### Отрывок со страницы
В ‘Исцелении слепорожденного’ Суриков справил траурные поминки и
преодолел личную потерю, в ‘Снежном городке’ он отпраздновал свое
возвращение на родину. Эта картина — его ‘Детство и отрочество’, и в пей
явственно звучат те же интонации голоса, что и в рассказах его о своем
детстве.

    XI. ‘ЕРМАК’

Годы перелома резко делят творчество Сурикова на два периода, различные
и по своим художественным подходам, и по внутренней психологии.
Мы видели, как, создавая свою трагическую трилогию — ‘Стрельцов’,
‘Меншикова’ и ‘Морозову’, — он прислушивался внутренним ухом к тайным
голосам, знакам, указаниям, к неотступным впечатлениям, запавшим от живой
жизни, но почему-то не дававшим покоя.
Его вела то свеча, пылающая днем, то тесная изба, то ворона, сидящая на
снегу. Он по многу лет вынашивал эти впечатления и шел к художественным
воплощениям ощупью, надрывом.
Теперь он почувствовал себя свободным и переполненным сил. Темная,
ночная память крови угасает, но он умом осознает и утверждает свою родовую
связь с Сибирью и казачеством. Слава и авторитет исторического живописца
подсказывают ему темы.
Изо всех этих обстоятельств, в связи с волною жизнерадостности,
охватившем его в Сибири, естественно возникает замысел воспеть подвиги
казачества, и темой, представляющейся непосредственно, конечно, является
‘Покорение Сибири’.
Важно то, что тема эта не подсказана тайными и темными голосами
подсознательного, как все предыдущие, а сознательно выбрана личной родовой
гордостью как благодарный исторический сюжет.
Задание картины сам Суриков формулировал такими словами: ‘Хотелось
передать, как две стихии встречаются’.
Предыдущие темы выплывали иррационально и неожиданно, эта картина
пришла лично и сознательно.
Раньше он. как мы видели, для известного живописного эффекта искал
подходящей исторической темы, теперь же он вступает на точную и честную
дорогу: для заранее намеченной исторической темы ищет достойных способов
выражения.
######
### Что требуется
1/ Какими словами, согласно отрывку о Сурикове, сам художник сформулировал задание картины «Покорение Сибири»?
2/ Пожалуйста, напишите, что идёт дальше в отрывке о Сурикове, начиная сразу после его последнего предложения.
Строки ниже никак не связаны с отрывком о Сурикове.
### Исходные строки
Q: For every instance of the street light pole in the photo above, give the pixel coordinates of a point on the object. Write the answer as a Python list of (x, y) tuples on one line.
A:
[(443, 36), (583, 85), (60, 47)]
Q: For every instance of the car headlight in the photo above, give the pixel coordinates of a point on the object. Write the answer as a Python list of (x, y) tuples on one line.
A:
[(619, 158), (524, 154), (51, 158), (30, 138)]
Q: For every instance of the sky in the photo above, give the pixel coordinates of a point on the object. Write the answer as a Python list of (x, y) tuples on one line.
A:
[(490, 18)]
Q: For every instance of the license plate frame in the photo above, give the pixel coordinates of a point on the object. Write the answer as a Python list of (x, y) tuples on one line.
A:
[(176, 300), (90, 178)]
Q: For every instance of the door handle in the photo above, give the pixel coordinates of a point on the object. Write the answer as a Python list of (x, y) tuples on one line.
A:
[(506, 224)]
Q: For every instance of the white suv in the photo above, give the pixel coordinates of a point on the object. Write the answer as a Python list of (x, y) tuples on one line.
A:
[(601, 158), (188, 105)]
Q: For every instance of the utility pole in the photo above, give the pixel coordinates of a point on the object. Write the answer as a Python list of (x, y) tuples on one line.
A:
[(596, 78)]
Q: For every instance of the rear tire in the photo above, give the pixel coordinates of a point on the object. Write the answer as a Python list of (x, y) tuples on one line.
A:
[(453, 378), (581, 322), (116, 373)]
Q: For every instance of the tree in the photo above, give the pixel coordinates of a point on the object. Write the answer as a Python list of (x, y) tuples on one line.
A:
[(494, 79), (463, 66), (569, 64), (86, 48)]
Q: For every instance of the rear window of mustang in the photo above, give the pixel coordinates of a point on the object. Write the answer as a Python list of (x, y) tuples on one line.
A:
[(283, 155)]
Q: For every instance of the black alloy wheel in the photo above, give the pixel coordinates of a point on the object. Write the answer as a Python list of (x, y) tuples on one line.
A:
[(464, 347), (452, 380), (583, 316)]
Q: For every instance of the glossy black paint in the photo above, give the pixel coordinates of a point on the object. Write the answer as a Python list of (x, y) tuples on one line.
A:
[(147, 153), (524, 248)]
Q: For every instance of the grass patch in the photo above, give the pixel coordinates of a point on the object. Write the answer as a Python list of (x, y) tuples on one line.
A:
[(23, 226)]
######
### Ответы к заданиям
1/ «Хотелось передать, как две стихии встречаются».

2/
В этом лежит вся разница между первой и второй половиной его
творчества.
Первую половину жизни он творил слепо, без уверенности, до самой
глубины вскапывая родники своего духа. Через него говорило нечто глубоко
забытое, полноценное и повторяемое.
Теперь он заговорил сам, как мастер. Только как мастер.
Раньше он искал внутренних откровений тяжелыми творческими потугами и,
призываемые, они приходили то в виде случайностей, в которых открывалось
искомое, то в виде неожиданных встреч на улице.
Теперь он, сознательно поставив себе целью стать певцом казацких
подвигов, начинает документироваться добросовестно и подробно.
Количество этюдов, сделанных для ‘Ермака’, больше (и они
разнообразнее), чем для других картин. Все они сделаны более твердой рукой,
направляемой более сознательным глазом.
Но вот знаменательная разница: если мы возьмем этюды отдельных
персонажей к ‘Морозовой’, то увидим, что каждое лицо, каждая фигура, раз
вошедшие в картину, становятся и значительнее и глубже.
Сравните хотя бы этюд со Сперанской с головой монашки, выглядывающей
из-за плеча боярышни, положив между ними промежуточные эскизы того же лица.
Процесс углубления сразу станет нагляден.
Между тем персонажи ‘Ермака’ на этюдах и на картине внутренно равны
себе.
Раньше было постепенное выявление лиц, теперь начинается хорошая
мозаическая работа из заранее заготовленных кусков.
Но ей не хватает окончательного сплава — трагического очищения.
Сознательное мастерство растет, подсознательное горение идет на убыль.
Достаточно просмотреть подготовительную работу для общей композиции,
зафиксированную в пяти эскизах 91 и 92 годов, и сравнить ее с эскизами к
‘Морозовой’, чтобы увидеть, какой большой и осознанный опыт в распоряжении
человеческими массами Суриков приобрел за эти годы.
Средняя группа под развевающимися знаменами с Ермаком в центре является
первым данным.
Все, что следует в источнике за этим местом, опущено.